__The problem__
Reproduce the listing below verbatim.

__Data to process__
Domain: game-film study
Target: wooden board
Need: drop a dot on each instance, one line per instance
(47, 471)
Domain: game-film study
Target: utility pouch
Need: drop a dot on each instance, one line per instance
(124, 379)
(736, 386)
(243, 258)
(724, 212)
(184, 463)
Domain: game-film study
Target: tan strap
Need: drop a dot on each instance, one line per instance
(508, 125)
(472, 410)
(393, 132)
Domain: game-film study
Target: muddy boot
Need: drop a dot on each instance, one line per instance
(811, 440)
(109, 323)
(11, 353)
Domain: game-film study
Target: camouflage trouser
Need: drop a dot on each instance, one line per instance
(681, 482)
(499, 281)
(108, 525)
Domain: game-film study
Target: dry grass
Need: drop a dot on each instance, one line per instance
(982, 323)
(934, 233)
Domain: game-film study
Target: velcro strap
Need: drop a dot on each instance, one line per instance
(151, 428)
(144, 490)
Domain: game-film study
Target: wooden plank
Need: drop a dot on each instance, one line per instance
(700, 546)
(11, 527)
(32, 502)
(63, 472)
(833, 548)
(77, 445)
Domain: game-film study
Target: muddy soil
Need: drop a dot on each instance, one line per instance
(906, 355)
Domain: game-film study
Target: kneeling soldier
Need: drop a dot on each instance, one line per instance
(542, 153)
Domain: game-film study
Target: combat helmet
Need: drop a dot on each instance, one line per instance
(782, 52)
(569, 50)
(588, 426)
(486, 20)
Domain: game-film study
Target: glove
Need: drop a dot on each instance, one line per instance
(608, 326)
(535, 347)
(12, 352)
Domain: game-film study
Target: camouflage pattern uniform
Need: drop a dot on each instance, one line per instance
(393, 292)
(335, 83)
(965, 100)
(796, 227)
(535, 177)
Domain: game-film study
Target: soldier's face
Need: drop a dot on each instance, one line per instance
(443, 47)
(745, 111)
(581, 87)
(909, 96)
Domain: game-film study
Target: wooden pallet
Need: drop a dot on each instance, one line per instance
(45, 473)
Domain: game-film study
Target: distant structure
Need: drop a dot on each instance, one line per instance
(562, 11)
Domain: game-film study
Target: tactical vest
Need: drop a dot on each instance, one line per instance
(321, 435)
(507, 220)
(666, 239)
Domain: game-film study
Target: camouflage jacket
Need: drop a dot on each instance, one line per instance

__Answer area__
Domain: game-film study
Target: wooden board
Need: drop a dot on each instance, one line per instance
(47, 471)
Domain: game-film study
Target: utility pouch
Need: drop a dot on each instance, one line per instance
(124, 379)
(736, 386)
(243, 258)
(724, 212)
(184, 463)
Domain: game-film study
Target: tan strap
Need: drop a dot on each instance, one line per instance
(508, 125)
(472, 410)
(393, 132)
Domain: game-film study
Target: muddy boot
Need: drop a dot on each instance, one line per instance
(811, 440)
(109, 323)
(11, 353)
Domain: game-film study
Target: camouflage trouser
Need: drop a dot on each instance, one line per instance
(681, 482)
(499, 281)
(108, 525)
Domain: game-film study
Target: dry grass
Need: drop a dot on each instance, one line per instance
(982, 323)
(934, 233)
Domain: game-film study
Target: velcro strap
Need: drop a dot on each instance, one line per instance
(151, 428)
(144, 490)
Domain: game-film study
Target: wooden plank
Need: drop a dot on each instance, one line per instance
(700, 546)
(11, 527)
(32, 502)
(63, 472)
(833, 548)
(77, 445)
Domain: game-film study
Target: muddy soil
Need: drop a dot on each instance, one line per instance
(906, 355)
Domain: game-film study
Target: kneeling soldier
Need: drop a dot on each instance, one line per instance
(542, 153)
Domain: game-film study
Target: combat helmet
Need: drop a dot on each instance, one line per instance
(782, 52)
(569, 50)
(588, 426)
(486, 20)
Domain: game-film study
Target: glove
Need: drop a dot on each instance, one line per instance
(608, 326)
(535, 347)
(12, 352)
Domain: game-film study
Target: camouflage pattern uniform
Need: drop a dot on each instance, one line per instance
(393, 292)
(335, 83)
(965, 100)
(796, 227)
(535, 177)
Domain: game-film study
Target: soldier's face
Need: drop a dot on each instance, one line per instance
(443, 47)
(745, 111)
(581, 87)
(909, 96)
Domain: game-film study
Target: wooden pallet
Need: drop a dot on each instance, one line per instance
(45, 473)
Domain: game-film study
Target: distant structure
Need: drop a dot on each instance, one line per instance
(562, 11)
Domain: game-film study
Target: tactical vest
Need: drop a dot on each instance, one line per instance
(321, 435)
(507, 220)
(666, 239)
Domain: game-film study
Target: camouflage jacket
Need: drop a dot on each instance, one line per instance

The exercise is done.